[Referring expression data]
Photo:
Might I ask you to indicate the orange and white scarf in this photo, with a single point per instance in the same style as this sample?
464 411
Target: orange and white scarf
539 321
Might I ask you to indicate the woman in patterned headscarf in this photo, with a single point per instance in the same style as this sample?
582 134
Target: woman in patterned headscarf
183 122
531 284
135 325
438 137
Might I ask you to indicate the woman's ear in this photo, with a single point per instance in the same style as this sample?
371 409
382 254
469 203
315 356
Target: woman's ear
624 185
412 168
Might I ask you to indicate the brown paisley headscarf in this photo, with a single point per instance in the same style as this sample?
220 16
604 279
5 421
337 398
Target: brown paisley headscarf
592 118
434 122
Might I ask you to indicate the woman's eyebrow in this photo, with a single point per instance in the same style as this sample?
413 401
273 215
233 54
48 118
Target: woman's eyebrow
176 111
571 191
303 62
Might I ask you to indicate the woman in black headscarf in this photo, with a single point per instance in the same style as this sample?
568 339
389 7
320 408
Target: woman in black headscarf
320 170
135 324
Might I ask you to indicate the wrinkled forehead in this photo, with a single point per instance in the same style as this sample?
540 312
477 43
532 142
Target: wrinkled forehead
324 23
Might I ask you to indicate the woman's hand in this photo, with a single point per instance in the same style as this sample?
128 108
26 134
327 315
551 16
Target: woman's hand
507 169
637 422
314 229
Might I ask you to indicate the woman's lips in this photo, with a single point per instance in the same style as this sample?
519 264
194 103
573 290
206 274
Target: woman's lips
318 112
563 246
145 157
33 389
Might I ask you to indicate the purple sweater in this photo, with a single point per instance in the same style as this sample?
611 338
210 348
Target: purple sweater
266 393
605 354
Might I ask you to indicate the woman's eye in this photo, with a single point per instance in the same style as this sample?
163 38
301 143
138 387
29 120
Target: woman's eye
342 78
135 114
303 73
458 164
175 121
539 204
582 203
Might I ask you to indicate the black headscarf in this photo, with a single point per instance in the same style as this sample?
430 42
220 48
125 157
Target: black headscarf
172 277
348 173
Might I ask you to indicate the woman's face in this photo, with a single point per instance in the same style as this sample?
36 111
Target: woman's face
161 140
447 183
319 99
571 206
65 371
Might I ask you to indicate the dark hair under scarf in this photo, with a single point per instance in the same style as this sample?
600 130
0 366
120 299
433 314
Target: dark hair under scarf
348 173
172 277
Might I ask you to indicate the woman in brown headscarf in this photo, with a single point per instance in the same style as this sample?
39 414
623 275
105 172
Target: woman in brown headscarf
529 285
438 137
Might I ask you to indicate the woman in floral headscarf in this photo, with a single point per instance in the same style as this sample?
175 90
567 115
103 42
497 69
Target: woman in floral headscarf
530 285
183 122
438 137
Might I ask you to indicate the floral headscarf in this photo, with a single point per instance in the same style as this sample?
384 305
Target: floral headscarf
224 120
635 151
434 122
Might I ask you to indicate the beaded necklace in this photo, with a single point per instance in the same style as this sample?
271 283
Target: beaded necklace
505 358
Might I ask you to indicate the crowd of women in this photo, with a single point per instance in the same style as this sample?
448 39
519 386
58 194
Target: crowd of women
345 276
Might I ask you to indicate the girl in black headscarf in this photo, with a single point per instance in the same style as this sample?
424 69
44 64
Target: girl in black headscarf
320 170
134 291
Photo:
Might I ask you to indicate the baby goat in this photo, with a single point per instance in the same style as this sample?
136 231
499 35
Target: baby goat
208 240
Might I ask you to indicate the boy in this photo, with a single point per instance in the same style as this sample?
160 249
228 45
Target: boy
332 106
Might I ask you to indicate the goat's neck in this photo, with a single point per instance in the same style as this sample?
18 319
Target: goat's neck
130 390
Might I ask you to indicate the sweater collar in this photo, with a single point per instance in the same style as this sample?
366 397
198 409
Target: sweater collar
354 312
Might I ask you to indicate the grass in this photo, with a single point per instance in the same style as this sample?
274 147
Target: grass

◆ TASK REQUIREMENTS
Please tally the lines of the entries that contain the string "grass" and reply with the count alone.

◆ TASK ANSWER
2